## PROBLEMS TO WORK ON
**1)** Translate this sentence from the pressure conversion text below into Spanish: "The European supplier quotes maximum working pressure in bar."
**2)** Using the pressure conversion text below, mark each statement yes or no for whether it agrees with the text, and quote the deciding words. (a) The engineer approved the 210-bar rated fitting. (b) This converter works with gauge pressure values. (c) US weather apps report pressure in hPa.

## SOURCE TEXT

A weather enthusiast in Chicago reads a barometric pressure of 29.85 inHg on her analog barometer and wants to compare it to the 1008.8 hPa reading on a digital station she just bought. Converting: 29.85 inHg × 3,386.39 = 101,085 Pa = 1010.9 hPa. The two readings differ by 2.1 hPa, which is within calibration tolerance for a consumer barometer.

A mechanical engineer is specifying a hydraulic system that must operate at 3,000 PSI. The European supplier quotes maximum working pressure in bar. Converting: 3,000 ÷ 14.504 = 206.8 bar. The supplier’s 210-bar rated fitting has adequate margin, so the engineer approves the part.

Expanded Reference Table

When to Use This Converter

• Automotive maintenance — US tire gauges read PSI; European cars often spec pressure in bar; use this converter to cross-reference without guessing
• Medical readings — blood pressure is measured in mmHg in the US but sometimes reported in kPa on international health records; a reading of 120/80 mmHg = 16.0/10.7 kPa
• Weather monitoring — US weather apps use inHg; international forecasts use hPa (= mbar); 29.92 inHg = 1013.25 hPa at sea level
• Scuba and altitude planning — pressure increases by roughly 1 atm (14.7 PSI) for every 10 meters underwater; use this converter to calculate absolute pressure at depth
• Industrial and hydraulic systems — supplier specs from different countries use bar or kPa while US equipment ratings are in PSI; convert before selecting fittings or relief valves

Common Mistakes to Avoid

1. Confusing gauge pressure with absolute pressure — PSI gauge (PSIG) reads zero at atmospheric pressure, while PSI absolute (PSIA) includes the 14.696 PSI of atmosphere. A tire gauge reading of 32 PSIG is actually 46.7 PSIA. Most converters, including this one, work with absolute values — add 14.696 to a PSIG reading before converting if the target application needs absolute pressure.

## AVAILABLE DATA
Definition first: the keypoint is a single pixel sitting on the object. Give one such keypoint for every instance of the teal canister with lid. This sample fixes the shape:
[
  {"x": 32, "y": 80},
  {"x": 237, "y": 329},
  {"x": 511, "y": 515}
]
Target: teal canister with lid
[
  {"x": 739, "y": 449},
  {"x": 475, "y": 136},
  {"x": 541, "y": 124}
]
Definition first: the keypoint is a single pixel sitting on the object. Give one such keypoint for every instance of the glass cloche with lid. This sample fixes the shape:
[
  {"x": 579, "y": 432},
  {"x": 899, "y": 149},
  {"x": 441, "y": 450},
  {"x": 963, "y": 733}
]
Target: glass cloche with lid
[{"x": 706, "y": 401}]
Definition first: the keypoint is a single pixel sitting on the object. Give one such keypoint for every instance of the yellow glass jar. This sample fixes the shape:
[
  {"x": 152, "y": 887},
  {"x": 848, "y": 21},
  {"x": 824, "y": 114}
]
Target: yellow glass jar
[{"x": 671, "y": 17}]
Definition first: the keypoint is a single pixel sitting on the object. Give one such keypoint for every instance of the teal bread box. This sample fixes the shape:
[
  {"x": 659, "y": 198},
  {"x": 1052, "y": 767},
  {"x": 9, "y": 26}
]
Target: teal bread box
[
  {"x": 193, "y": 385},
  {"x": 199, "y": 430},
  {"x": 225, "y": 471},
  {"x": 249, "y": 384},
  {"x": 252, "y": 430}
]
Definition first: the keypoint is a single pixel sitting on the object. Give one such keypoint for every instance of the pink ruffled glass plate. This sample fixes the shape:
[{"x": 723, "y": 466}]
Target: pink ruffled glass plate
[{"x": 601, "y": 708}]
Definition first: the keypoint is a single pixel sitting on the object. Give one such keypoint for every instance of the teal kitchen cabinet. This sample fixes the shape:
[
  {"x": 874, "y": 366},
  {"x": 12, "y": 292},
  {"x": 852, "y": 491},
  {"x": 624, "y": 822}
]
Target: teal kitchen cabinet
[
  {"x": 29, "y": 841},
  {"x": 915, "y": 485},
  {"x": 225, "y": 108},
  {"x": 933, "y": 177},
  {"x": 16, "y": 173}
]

## RESPONSES FOR EACH TASK
**1)** El proveedor europeo indica la presión máxima de trabajo en bar.

**2)**
(a) Yes: "The supplier’s 210-bar rated fitting has adequate margin, so the engineer approves the part."
(b) No: "Most converters, including this one, work with absolute values"
(c) No: "US weather apps use inHg; international forecasts use hPa (= mbar)"